## [課題]
以下の本文によれば、語り手は17歳のとき体重が何キロだったか。

## [本文]
::::::::::

それで栄養失調になって17歳で30キロ、中学性の時は小学生並みの体格でした。ですから終戦後、食料が出回るようになってから食べて運動して<とにかく大きくなりたい>それがすべてでした。おかげで背は伸びて170センチ当時としては大きい背丈になったのです。でもね~栄養失調で骨組みができないためもやしのように細く背が伸びただけだということなのです。
スタイルのいいのは私の戦争の名残というわけなのです。」
ここまでしゃべって一息ついて~あれ?怪訝に思ったのです。
<今日は何時もと違って机を前にして座っての撮影なのに、どうしてスタイルいいと分かるの?>
<この人誰?~>でもその疑問は瞬間でした。もう次の質問です。
「戦争体験されてますね。それ話して下さい」
「戦争中、戦争が終わったらなにしたいと思いました?」
10代の頃のことです。あのころなにを考えていたのだろうか?今になっては思い出せる筈がないのです。1日1日が生きていることを確認するような日の連続でした。ただ必死に毎日を過ごすのが精一杯の日びだったのです。

::::::::::

## [データ]
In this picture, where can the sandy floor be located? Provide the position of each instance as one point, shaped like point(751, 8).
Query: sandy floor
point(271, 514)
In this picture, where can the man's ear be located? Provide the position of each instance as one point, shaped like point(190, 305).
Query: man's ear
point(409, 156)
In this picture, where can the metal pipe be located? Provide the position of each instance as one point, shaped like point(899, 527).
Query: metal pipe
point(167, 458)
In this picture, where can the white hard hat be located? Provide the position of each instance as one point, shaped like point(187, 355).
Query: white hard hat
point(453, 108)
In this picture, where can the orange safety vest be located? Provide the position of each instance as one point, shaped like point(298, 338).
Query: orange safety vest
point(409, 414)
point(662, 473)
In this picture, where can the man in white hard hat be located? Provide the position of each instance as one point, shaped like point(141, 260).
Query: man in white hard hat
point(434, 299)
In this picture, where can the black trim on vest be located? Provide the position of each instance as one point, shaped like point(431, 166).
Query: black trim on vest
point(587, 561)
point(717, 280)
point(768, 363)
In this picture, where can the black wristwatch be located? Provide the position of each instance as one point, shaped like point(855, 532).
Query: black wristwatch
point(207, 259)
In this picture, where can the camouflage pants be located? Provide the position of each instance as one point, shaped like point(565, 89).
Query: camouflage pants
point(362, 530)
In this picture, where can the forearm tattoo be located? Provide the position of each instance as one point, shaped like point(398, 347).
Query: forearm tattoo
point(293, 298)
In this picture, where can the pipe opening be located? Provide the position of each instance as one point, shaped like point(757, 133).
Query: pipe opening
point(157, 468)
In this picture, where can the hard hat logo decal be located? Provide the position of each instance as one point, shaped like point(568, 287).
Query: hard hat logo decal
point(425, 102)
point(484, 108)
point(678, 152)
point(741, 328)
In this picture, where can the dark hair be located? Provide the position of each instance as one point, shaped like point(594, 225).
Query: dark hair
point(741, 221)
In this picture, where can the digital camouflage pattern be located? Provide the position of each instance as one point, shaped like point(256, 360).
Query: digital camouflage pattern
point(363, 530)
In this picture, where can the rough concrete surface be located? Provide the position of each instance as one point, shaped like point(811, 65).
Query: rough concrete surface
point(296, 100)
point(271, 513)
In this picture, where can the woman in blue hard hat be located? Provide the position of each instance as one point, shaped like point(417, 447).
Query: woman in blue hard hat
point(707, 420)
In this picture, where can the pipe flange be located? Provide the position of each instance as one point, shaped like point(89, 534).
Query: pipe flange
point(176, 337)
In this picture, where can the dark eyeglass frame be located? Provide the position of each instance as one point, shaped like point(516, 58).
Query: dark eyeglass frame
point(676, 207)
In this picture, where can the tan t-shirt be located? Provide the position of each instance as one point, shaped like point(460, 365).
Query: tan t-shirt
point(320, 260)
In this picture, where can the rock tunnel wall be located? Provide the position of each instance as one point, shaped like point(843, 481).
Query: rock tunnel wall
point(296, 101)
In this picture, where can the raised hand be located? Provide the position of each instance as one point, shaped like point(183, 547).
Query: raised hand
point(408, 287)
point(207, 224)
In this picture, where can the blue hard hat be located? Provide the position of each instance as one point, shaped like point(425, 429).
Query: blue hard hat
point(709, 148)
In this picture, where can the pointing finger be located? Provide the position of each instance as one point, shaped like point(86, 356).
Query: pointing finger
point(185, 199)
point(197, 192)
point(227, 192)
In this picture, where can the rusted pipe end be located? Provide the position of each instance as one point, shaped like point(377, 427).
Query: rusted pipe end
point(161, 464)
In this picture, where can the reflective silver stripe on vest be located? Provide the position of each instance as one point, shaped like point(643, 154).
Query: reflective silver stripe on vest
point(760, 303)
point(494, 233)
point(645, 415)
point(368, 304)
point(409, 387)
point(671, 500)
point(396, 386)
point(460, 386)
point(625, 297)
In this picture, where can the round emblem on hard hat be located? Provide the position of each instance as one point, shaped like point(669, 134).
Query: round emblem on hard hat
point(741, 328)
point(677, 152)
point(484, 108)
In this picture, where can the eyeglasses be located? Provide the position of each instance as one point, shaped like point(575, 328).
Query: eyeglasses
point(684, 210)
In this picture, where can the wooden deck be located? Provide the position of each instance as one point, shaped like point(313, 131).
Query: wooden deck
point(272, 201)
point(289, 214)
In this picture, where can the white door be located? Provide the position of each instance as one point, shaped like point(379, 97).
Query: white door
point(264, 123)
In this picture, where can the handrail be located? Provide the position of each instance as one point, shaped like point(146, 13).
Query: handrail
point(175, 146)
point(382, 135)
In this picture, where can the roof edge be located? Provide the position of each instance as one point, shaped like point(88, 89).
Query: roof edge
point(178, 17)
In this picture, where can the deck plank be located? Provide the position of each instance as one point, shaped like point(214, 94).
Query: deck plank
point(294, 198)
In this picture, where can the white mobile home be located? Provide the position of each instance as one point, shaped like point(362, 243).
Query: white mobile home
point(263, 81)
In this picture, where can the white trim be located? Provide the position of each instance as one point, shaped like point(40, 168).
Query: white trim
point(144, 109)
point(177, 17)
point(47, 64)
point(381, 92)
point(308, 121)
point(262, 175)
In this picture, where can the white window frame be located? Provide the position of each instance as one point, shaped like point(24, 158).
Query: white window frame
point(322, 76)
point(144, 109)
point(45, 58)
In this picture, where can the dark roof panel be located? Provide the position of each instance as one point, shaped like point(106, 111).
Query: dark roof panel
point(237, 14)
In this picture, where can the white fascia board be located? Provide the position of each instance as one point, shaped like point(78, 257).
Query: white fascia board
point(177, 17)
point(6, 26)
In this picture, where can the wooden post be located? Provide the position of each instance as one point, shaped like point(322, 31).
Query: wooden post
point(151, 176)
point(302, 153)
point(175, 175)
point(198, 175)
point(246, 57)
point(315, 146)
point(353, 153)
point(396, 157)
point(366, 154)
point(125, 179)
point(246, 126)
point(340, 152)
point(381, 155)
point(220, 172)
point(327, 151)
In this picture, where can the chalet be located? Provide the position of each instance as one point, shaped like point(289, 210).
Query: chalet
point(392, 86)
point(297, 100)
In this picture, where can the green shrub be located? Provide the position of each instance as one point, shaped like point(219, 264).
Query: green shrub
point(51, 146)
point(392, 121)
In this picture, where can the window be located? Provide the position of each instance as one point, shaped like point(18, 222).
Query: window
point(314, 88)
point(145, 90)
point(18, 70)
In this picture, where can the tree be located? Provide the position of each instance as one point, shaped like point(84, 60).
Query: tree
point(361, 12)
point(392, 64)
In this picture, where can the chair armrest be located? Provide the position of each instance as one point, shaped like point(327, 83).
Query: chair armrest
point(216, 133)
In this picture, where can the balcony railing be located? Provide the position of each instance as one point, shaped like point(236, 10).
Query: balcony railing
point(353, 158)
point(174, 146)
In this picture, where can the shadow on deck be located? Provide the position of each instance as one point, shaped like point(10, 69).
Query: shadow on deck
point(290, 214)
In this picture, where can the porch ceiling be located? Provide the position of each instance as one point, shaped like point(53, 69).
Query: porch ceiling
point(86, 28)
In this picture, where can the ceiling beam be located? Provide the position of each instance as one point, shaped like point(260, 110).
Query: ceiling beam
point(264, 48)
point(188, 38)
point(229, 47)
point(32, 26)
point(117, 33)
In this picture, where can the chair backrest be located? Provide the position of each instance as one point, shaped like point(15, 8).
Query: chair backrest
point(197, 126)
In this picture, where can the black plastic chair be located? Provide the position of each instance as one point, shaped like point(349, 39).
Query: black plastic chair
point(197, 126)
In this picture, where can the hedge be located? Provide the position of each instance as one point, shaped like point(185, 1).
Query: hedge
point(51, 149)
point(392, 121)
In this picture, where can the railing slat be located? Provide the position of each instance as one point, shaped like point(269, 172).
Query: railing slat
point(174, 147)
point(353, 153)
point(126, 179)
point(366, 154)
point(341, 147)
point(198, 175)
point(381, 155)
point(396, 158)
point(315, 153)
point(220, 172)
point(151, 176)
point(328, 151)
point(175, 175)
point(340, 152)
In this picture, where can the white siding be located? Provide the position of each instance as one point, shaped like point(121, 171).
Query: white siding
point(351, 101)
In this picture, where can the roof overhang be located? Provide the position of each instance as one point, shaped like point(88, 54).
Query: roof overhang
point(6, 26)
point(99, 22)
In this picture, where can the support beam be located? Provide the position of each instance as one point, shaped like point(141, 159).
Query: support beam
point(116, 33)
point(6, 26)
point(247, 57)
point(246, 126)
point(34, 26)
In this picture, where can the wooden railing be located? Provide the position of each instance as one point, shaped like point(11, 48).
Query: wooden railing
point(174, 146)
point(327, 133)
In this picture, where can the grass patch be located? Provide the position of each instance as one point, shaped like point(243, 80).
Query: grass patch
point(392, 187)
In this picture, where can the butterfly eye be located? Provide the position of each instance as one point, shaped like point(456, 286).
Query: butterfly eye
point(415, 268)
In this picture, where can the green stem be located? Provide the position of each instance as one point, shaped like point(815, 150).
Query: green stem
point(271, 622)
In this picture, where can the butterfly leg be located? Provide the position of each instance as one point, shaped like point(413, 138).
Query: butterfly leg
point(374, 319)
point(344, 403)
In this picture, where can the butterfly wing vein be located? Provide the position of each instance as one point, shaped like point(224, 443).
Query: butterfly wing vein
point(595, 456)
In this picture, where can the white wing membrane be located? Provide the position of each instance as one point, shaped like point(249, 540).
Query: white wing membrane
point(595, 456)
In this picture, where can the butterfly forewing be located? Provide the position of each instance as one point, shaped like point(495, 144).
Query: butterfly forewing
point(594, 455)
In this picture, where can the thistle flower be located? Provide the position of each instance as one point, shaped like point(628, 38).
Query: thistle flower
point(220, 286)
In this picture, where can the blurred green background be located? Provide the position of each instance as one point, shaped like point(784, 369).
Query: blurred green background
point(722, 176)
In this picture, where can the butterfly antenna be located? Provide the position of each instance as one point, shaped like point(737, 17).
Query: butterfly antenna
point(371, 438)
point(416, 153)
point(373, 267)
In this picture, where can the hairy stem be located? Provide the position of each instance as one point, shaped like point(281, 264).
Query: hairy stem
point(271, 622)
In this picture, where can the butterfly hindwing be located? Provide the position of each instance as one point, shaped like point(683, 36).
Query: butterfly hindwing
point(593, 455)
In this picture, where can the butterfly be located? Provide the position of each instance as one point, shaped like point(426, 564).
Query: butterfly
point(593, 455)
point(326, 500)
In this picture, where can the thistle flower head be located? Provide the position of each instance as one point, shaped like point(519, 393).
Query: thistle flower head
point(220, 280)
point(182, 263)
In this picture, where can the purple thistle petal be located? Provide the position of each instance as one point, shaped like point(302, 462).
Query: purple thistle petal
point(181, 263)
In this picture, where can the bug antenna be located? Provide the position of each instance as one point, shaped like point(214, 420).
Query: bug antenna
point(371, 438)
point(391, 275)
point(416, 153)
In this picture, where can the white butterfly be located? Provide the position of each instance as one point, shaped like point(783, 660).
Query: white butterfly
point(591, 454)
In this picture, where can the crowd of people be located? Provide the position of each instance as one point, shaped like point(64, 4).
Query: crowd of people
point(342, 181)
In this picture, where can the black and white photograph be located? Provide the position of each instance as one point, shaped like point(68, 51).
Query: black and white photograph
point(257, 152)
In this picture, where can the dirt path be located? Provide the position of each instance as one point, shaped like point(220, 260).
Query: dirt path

::::::::::

## [解答]
17歳のときの体重は30キロだった。